+++ Task input +++
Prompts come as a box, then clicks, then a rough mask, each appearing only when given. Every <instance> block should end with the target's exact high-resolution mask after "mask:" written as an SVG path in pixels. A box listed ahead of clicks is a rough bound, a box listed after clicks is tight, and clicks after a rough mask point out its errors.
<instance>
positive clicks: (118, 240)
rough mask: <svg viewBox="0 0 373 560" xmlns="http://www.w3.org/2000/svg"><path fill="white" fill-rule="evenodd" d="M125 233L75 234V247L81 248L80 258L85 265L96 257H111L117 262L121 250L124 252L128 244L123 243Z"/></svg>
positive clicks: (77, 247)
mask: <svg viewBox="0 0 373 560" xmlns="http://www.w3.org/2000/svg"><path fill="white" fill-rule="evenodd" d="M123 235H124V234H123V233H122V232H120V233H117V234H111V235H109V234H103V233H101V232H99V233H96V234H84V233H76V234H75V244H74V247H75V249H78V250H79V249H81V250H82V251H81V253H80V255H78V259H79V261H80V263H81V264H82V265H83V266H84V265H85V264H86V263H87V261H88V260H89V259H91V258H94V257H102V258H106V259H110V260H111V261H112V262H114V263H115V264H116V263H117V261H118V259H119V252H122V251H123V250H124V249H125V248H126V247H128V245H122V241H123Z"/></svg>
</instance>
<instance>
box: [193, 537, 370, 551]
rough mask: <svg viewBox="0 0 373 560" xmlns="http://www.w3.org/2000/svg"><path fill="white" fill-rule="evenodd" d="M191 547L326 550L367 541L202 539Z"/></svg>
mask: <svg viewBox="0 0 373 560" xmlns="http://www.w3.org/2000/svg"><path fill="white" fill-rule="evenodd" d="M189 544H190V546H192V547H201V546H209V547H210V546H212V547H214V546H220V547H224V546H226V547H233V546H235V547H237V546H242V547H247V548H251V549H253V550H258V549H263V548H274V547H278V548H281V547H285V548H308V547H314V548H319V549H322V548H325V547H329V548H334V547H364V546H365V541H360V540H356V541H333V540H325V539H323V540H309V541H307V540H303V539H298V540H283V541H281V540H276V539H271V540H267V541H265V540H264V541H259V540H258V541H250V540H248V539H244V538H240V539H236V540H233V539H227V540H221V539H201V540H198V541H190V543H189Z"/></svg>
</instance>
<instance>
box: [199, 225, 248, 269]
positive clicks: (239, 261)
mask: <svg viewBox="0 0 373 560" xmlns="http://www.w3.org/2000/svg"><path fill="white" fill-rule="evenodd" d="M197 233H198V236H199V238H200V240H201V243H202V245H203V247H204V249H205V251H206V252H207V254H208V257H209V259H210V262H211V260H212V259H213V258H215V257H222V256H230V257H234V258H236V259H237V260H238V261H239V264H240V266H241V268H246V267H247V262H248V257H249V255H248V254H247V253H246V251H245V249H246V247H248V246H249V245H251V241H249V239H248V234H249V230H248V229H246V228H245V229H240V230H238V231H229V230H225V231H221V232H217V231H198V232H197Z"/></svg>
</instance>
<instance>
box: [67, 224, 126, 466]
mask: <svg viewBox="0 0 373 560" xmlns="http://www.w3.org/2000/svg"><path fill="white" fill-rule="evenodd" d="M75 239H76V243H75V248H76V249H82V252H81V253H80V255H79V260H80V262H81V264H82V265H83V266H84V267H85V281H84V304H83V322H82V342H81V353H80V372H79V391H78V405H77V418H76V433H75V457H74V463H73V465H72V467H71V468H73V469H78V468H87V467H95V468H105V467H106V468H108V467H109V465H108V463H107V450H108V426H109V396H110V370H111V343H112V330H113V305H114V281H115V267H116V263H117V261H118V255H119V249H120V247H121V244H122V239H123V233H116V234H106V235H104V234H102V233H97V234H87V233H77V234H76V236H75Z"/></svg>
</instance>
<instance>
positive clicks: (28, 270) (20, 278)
+++
List every line of the entries above that contains the string "positive". Case counts.

Response to this exercise:
positive clicks: (118, 240)
positive clicks: (77, 247)
positive clicks: (239, 261)
positive clicks: (28, 270) (20, 278)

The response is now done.